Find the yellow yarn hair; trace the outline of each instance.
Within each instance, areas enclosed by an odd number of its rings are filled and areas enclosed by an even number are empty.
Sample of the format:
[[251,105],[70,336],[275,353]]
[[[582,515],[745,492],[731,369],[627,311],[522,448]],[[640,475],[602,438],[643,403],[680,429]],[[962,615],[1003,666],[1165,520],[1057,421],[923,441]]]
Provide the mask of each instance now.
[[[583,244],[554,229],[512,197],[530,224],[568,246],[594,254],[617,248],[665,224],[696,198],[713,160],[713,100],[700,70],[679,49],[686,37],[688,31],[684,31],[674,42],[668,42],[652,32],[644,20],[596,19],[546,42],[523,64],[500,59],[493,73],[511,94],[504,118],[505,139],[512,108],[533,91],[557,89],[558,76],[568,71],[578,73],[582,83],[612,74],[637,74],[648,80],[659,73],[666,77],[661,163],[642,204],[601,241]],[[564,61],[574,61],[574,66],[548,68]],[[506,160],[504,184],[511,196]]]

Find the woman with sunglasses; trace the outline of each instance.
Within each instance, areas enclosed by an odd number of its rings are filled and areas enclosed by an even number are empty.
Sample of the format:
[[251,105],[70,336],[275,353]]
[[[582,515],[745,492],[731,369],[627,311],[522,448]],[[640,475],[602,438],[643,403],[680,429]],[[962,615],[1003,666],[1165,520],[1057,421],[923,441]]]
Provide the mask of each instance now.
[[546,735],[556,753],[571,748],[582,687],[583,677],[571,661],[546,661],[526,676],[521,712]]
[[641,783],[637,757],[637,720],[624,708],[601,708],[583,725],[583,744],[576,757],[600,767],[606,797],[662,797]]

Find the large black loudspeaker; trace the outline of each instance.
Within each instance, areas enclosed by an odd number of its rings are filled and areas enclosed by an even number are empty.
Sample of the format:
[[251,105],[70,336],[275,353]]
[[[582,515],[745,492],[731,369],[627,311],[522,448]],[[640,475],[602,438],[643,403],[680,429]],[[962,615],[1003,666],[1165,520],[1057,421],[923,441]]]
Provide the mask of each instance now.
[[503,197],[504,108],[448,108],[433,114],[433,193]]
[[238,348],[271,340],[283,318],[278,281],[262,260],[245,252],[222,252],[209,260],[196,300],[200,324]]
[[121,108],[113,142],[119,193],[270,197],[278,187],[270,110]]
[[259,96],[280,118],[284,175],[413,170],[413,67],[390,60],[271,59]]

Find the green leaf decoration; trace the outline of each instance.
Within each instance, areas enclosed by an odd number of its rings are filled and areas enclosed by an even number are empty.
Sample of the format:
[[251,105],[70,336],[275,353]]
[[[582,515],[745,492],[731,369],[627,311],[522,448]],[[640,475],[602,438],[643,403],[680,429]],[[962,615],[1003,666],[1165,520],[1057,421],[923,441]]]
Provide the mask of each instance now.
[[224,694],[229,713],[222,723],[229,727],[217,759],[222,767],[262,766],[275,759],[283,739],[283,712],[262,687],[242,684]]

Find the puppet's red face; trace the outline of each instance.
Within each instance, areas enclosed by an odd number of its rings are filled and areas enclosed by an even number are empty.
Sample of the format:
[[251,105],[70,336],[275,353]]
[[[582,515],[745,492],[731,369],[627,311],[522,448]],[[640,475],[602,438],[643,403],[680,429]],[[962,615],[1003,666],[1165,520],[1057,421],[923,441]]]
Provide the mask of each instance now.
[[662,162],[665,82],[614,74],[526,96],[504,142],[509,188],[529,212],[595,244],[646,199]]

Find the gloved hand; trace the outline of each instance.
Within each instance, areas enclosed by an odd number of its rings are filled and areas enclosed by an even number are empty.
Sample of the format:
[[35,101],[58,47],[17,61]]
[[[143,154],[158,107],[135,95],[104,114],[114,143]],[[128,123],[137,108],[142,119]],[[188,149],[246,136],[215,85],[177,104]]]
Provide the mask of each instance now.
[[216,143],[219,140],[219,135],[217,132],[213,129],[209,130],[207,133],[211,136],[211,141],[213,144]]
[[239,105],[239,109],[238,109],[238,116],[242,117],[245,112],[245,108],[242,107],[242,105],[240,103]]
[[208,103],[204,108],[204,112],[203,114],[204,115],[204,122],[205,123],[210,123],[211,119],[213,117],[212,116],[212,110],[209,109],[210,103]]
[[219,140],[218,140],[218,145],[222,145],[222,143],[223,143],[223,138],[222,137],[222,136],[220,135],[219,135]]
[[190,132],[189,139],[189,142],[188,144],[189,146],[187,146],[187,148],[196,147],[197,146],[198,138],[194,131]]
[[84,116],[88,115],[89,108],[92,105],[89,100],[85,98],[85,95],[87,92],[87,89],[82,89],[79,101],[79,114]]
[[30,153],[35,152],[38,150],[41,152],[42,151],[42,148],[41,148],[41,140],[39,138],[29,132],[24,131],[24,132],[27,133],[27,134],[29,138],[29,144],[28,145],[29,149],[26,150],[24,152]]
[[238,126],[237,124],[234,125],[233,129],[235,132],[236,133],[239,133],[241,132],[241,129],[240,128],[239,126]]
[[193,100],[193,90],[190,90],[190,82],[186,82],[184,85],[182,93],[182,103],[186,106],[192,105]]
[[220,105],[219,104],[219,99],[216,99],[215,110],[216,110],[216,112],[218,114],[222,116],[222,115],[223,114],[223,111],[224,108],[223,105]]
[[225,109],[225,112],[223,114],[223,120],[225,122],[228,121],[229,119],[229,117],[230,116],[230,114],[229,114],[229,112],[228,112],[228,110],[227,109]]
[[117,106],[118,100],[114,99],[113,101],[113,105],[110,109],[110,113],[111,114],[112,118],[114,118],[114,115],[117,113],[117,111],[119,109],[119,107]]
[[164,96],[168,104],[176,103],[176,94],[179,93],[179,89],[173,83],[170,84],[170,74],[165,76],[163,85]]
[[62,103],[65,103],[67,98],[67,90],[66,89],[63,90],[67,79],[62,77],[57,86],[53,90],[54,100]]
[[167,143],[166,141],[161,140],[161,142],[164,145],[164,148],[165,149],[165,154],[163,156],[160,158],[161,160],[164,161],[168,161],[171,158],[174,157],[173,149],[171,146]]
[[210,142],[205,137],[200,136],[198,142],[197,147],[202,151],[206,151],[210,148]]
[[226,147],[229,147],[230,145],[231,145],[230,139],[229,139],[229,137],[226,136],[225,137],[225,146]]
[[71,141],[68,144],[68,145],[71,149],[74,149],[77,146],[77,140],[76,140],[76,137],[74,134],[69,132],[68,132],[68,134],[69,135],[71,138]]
-------------------------
Written exercise.
Return each line of the data above that contains the string "outline". Case counts, so match it only when the capitalization is the same.

Exercise response.
Find the yellow yarn hair; trace the outline of each instance.
Find the woman with sunglasses; trace the outline of each instance.
Find the large black loudspeaker; trace the outline of each instance.
Find the green leaf decoration; trace the outline of each instance.
Find the puppet's red face; trace the outline of each instance.
Find the gloved hand; trace the outline of each instance.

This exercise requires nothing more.